本文:
——

労動基準法



 労基法は、労働時間等の適用除外(法41条)、年次有給休暇、解雇からの出題。
 労働時間等の適用除外については条文の穴埋めなのでそれほど難しくなかった(?)ようですで
 すが、年次有給休暇及び解雇については、最高裁判例からの出題ということもあり、見たことも
 ない受験生も多かったはず。前後の文脈からBでは選択肢から「解除条件」と「停止条件」で悩む
 ところ。Cでは労基法12条第1項を知っていれば選択肢から「平均賃金の6割」は比較的入りや
 すかったと思います。
   


 昨年同様、難易度は低かったのではないでしょうか。内容的にはテキストレベルの出題が多い一
 方で、近年の傾向として最高裁判例からの出題もいくつか見られました。ただし、過去に出題の
 なかった判例を正解の肢として選択する設問はなかったので、、比較的解答しやすかったと思わ
 れます。労基法については、最低でも4問は正解して欲しいところ。
 


 【問1】 労働基準法総則等に関する次の記述のうち、正しいものはどれか。

 A 労働基準法第3条は、法の下の平等を定めた日本国憲法第14条と同じ事由で、人種、信条、
   性別、社会的身分又は門地を理由とした労働条件の差別的取扱を禁止している。

——

提供データ:
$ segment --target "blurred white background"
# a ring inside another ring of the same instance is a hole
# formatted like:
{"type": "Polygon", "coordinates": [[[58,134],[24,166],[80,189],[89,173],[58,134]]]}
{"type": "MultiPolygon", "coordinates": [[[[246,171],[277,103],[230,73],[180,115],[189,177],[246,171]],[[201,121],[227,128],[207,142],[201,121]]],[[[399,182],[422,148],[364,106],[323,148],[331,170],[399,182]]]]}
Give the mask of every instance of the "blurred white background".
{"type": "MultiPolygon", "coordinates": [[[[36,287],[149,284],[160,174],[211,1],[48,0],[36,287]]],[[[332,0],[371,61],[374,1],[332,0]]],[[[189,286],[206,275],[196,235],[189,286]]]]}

——

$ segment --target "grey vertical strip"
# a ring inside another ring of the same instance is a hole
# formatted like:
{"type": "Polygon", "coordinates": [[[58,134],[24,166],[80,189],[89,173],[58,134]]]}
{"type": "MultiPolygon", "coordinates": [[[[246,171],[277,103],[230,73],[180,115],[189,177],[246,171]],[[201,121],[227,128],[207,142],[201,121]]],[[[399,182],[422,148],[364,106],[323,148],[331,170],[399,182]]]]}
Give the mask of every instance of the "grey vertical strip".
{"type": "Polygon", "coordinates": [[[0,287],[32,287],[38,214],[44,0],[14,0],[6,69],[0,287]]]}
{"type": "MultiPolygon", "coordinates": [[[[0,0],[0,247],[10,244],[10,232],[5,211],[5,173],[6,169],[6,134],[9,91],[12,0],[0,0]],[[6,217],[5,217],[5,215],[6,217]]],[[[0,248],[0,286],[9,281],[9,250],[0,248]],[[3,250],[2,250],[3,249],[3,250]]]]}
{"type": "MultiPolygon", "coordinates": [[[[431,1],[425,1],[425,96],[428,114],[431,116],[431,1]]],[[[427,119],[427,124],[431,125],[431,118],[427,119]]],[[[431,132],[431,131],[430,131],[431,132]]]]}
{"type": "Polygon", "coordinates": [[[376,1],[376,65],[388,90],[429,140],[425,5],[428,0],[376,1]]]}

——

課題:
**A)** 次の(i)〜(iii)が本文の内容と一致するかを判定せよ。各項目について「はい」または「いいえ」で答え、判断の根拠となる本文の語句をそのまま引用すること。
(i) 労働時間等の適用除外に関する出題は、条文の穴埋め形式であった。
(ii) 労基法については、最低でも3問は正解して欲しいとされている。
(iii) 難易度は昨年より高かったと述べられている。
**B)** 本文のうち「労働時間等の適用除外について」から「れます。労基法については、最低でも4問は正解して欲しいところ。」まで（両端を含む）を、そのまま書き写せ。

解答:
**A)**
(i) はい。「労働時間等の適用除外については条文の穴埋めなので」
(ii) いいえ。「最低でも4問は正解して欲しいところ」
(iii) いいえ。「昨年同様、難易度は低かったのではないでしょうか」

**B)**
労働時間等の適用除外については条文の穴埋めなのでそれほど難しくなかった(?)ようですで
 すが、年次有給休暇及び解雇については、最高裁判例からの出題ということもあり、見たことも
 ない受験生も多かったはず。前後の文脈からBでは選択肢から「解除条件」と「停止条件」で悩む
 ところ。Cでは労基法12条第1項を知っていれば選択肢から「平均賃金の6割」は比較的入りや
 すかったと思います。
   


 昨年同様、難易度は低かったのではないでしょうか。内容的にはテキストレベルの出題が多い一
 方で、近年の傾向として最高裁判例からの出題もいくつか見られました。ただし、過去に出題の
 なかった判例を正解の肢として選択する設問はなかったので、、比較的解答しやすかったと思わ
 れます。労基法については、最低でも4問は正解して欲しいところ。